GIVEN INSTRUCTION: Convert all of the data below into a two-column CSV with columns named input and output, one row per pair. Quote each field and replace any line breaks inside it with spaces.
--- Start SOURCE DATA ---
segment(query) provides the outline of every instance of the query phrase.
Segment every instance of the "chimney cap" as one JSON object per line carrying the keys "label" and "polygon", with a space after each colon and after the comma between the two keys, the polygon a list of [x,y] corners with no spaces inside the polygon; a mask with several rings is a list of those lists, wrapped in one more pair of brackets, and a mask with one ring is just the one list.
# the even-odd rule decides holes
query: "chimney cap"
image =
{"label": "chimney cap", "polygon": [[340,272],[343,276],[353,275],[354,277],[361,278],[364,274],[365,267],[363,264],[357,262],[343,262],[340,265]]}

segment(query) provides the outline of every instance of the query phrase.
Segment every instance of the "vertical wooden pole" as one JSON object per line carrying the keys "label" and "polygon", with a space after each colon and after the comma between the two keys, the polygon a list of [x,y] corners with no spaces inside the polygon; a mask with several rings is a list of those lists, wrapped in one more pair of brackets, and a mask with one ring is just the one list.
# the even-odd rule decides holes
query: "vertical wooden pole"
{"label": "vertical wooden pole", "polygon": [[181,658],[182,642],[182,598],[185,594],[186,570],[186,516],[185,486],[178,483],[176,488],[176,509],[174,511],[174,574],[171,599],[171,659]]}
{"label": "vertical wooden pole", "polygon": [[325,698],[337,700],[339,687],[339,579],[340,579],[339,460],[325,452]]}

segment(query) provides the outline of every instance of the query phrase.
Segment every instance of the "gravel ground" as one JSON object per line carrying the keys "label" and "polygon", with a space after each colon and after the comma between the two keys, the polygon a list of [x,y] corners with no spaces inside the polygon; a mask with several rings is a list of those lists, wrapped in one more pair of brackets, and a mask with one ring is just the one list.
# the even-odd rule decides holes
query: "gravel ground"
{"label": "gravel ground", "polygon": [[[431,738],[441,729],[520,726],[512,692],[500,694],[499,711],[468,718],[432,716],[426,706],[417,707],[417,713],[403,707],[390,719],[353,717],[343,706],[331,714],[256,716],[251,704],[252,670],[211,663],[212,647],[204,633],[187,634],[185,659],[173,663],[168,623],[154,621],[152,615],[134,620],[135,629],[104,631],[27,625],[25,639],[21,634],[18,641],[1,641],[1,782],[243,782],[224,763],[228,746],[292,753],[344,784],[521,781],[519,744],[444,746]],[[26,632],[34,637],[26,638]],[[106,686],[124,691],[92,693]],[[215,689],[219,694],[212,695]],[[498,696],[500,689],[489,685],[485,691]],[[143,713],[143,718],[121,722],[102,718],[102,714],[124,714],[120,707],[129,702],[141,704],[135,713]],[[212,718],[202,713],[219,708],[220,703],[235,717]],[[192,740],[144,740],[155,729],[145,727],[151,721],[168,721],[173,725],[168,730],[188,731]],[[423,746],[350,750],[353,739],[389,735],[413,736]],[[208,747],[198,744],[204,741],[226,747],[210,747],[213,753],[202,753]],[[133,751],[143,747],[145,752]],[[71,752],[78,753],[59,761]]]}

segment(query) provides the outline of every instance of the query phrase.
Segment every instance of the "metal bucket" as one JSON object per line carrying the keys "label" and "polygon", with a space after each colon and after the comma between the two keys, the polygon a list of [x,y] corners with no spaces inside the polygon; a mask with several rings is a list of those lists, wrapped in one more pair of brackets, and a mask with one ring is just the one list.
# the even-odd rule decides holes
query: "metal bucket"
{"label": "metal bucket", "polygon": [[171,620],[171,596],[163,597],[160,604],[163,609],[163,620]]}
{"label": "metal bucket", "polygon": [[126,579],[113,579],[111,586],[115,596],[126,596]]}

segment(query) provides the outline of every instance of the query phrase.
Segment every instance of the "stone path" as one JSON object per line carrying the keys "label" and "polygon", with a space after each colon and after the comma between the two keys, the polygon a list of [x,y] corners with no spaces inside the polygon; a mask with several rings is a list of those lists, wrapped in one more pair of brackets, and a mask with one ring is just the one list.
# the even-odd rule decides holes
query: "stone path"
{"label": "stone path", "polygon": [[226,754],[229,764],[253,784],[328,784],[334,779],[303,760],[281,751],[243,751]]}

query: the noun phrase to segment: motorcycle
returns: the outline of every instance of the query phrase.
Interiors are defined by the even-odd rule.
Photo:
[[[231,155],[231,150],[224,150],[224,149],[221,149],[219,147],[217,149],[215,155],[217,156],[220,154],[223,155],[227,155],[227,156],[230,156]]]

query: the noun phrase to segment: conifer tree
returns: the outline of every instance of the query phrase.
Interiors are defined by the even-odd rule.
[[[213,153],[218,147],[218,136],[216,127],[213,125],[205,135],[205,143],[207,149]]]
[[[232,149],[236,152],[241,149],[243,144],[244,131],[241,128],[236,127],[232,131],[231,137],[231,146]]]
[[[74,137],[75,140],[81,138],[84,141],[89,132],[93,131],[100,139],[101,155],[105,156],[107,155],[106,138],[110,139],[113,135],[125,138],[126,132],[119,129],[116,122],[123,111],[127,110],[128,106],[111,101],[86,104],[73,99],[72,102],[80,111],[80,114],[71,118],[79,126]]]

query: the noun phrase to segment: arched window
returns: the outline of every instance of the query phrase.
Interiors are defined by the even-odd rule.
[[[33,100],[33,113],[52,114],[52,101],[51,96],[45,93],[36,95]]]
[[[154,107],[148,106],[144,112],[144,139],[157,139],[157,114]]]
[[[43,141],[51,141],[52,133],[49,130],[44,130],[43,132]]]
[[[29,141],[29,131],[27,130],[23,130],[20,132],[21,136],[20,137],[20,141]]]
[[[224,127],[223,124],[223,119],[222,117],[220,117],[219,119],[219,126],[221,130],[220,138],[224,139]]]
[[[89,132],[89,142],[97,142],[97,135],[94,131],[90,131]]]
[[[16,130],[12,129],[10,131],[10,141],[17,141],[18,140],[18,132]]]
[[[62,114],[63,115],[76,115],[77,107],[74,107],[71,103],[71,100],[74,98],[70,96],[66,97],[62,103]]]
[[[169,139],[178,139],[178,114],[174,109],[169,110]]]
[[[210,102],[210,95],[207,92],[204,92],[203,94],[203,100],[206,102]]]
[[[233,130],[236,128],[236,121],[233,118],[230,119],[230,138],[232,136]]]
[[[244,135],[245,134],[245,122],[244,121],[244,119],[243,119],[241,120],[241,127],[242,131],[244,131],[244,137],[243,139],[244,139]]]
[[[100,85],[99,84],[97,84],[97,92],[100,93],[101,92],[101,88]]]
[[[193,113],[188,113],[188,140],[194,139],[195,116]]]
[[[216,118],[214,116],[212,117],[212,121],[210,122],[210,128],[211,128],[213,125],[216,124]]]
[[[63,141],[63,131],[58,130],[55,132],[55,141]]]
--- End SOURCE DATA ---
RESULT OF THE EXERCISE:
input,output
"segment(query) provides the outline of every instance of the query phrase. Segment every instance of the ""chimney cap"" as one JSON object per line carrying the keys ""label"" and ""polygon"", with a space after each colon and after the comma between the two keys, the polygon a list of [x,y] corners with no spaces inside the polygon; a mask with several rings is a list of those lists, wrapped in one more pair of brackets, and a mask with one ring is just the one list. # the even-odd rule decides holes query: ""chimney cap"" image =","{""label"": ""chimney cap"", ""polygon"": [[340,272],[343,276],[353,275],[354,277],[361,278],[364,274],[365,267],[363,264],[357,262],[343,262],[340,265]]}"
"segment(query) provides the outline of every instance of the query phrase. Segment every instance of the ""vertical wooden pole"" as one JSON object per line carrying the keys ""label"" and ""polygon"", with a space after each colon and after the comma between the two keys, the polygon a list of [x,y] corners with no spaces inside the polygon; a mask with several rings is a list of those lists, wrapped in one more pair of brackets, and a mask with one ring is just the one list. # the even-odd rule decides holes query: ""vertical wooden pole""","{""label"": ""vertical wooden pole"", ""polygon"": [[181,658],[182,642],[182,598],[185,594],[186,570],[186,516],[185,486],[178,483],[176,488],[176,509],[174,511],[174,574],[171,599],[171,659]]} {""label"": ""vertical wooden pole"", ""polygon"": [[325,698],[337,700],[339,687],[339,579],[340,579],[339,460],[325,452]]}"
"segment(query) provides the outline of every instance of the query phrase. Segment every instance of the ""gravel ground"" as one JSON object per line carrying the keys ""label"" and ""polygon"", with a space after each colon and after the comma between the two keys, the polygon a list of [x,y] corners with no spaces inside the polygon; a mask with several rings is a list of those lists, wrapped in one more pair of brackets, and a mask with one ring is just the one list. # the even-odd rule decides holes query: ""gravel ground""","{""label"": ""gravel ground"", ""polygon"": [[[431,738],[441,729],[520,726],[512,692],[500,694],[499,711],[468,718],[432,716],[426,706],[417,707],[417,713],[403,707],[390,719],[353,717],[343,706],[331,714],[256,716],[251,704],[252,670],[211,663],[212,647],[204,633],[187,634],[185,659],[173,663],[168,623],[154,621],[152,615],[134,620],[135,629],[104,631],[27,625],[25,639],[21,634],[18,641],[1,641],[1,782],[243,782],[224,763],[228,746],[292,753],[344,784],[521,781],[519,744],[444,746]],[[26,632],[34,637],[26,638]],[[106,686],[124,691],[92,693]],[[215,689],[219,694],[212,695]],[[498,696],[500,689],[489,685],[485,691]],[[143,713],[143,718],[121,722],[102,718],[102,714],[124,714],[120,707],[129,702],[141,704],[135,713]],[[212,718],[202,713],[219,708],[220,703],[235,717]],[[192,740],[144,740],[155,729],[145,727],[151,721],[168,721],[173,725],[168,730],[188,731]],[[423,746],[350,750],[353,739],[389,735],[413,736]],[[208,747],[198,744],[204,741],[226,747],[210,747],[213,753],[202,753]],[[133,751],[143,747],[145,752]],[[71,752],[78,753],[59,761]]]}"
"segment(query) provides the outline of every instance of the query phrase. Segment every instance of the ""metal bucket"" as one JSON object per line carrying the keys ""label"" and ""polygon"", with a space after each colon and after the comma between the two keys, the polygon a list of [x,y] corners with no spaces inside the polygon; a mask with several rings is a list of those lists, wrapped in one more pair of brackets, and a mask with one ring is just the one list. # the even-odd rule decides holes query: ""metal bucket""","{""label"": ""metal bucket"", ""polygon"": [[171,620],[171,596],[163,597],[160,604],[163,609],[163,620]]} {""label"": ""metal bucket"", ""polygon"": [[126,579],[113,579],[111,586],[115,596],[126,596]]}"
"segment(query) provides the outline of every instance of the query phrase. Segment every instance of the ""stone path"" as one JSON object per line carrying the keys ""label"" and ""polygon"", with a space after each colon and after the comma between the two keys, the polygon a list of [x,y] corners with no spaces inside the polygon; a mask with several rings is a list of those lists, wrapped in one more pair of brackets, and a mask with one ring is just the one list. # the even-odd rule decides holes query: ""stone path""","{""label"": ""stone path"", ""polygon"": [[226,754],[229,764],[253,784],[328,784],[334,779],[303,760],[281,751],[243,751]]}"
"query: the noun phrase to segment: motorcycle returns: the outline of every instance of the query phrase. Interiors are defined by the even-odd rule. Photo:","[[[231,155],[231,150],[224,150],[224,149],[221,149],[219,147],[217,149],[215,155],[217,156],[220,154],[223,155],[227,155],[227,156],[230,156]]]"
"query: the noun phrase to segment: conifer tree returns: the outline of every instance of the query phrase. Interiors are defined by the even-odd rule.","[[[213,153],[218,147],[218,136],[216,127],[213,125],[205,135],[205,143],[207,149]]] [[[232,149],[236,152],[241,149],[243,144],[244,131],[241,128],[236,127],[232,131],[231,137],[231,146]]] [[[74,137],[75,140],[81,138],[84,141],[89,132],[93,131],[100,139],[101,155],[105,156],[107,155],[106,138],[110,139],[113,135],[125,138],[126,132],[119,129],[116,122],[123,111],[127,110],[128,106],[111,101],[86,104],[73,99],[72,102],[80,111],[80,114],[71,118],[79,126]]]"
"query: the noun phrase to segment: arched window returns: the outline of every instance of the query phrase. Interiors are defined by the even-odd rule.","[[[33,100],[33,113],[52,114],[52,101],[51,96],[45,93],[36,95]]] [[[154,107],[148,106],[144,112],[144,139],[157,139],[157,114]]] [[[43,141],[51,141],[52,133],[49,130],[44,130],[43,132]]] [[[29,141],[29,131],[27,130],[23,130],[20,132],[21,136],[20,137],[20,141]]] [[[224,127],[223,124],[223,119],[222,117],[220,117],[219,119],[219,126],[221,130],[220,138],[224,139]]] [[[89,132],[89,142],[97,142],[97,135],[94,131],[90,131]]] [[[16,130],[12,129],[10,131],[10,141],[17,141],[18,140],[18,132]]] [[[62,114],[63,115],[76,115],[77,107],[74,107],[71,103],[71,100],[74,98],[70,96],[66,97],[62,103]]] [[[169,139],[178,139],[178,114],[174,109],[169,110]]] [[[210,102],[210,95],[207,92],[204,92],[203,94],[203,100],[206,102]]] [[[233,130],[236,128],[236,121],[233,118],[230,119],[230,138],[232,136]]] [[[244,135],[245,134],[245,122],[244,121],[244,119],[243,119],[241,120],[241,127],[242,131],[244,131],[244,137],[243,139],[244,139]]] [[[100,85],[99,84],[97,84],[97,92],[100,93],[101,92],[101,88]]] [[[193,113],[188,113],[188,140],[194,139],[195,116]]] [[[216,118],[214,116],[212,117],[212,121],[210,122],[210,128],[211,128],[213,125],[216,124]]] [[[63,141],[63,131],[58,130],[55,132],[55,141]]]"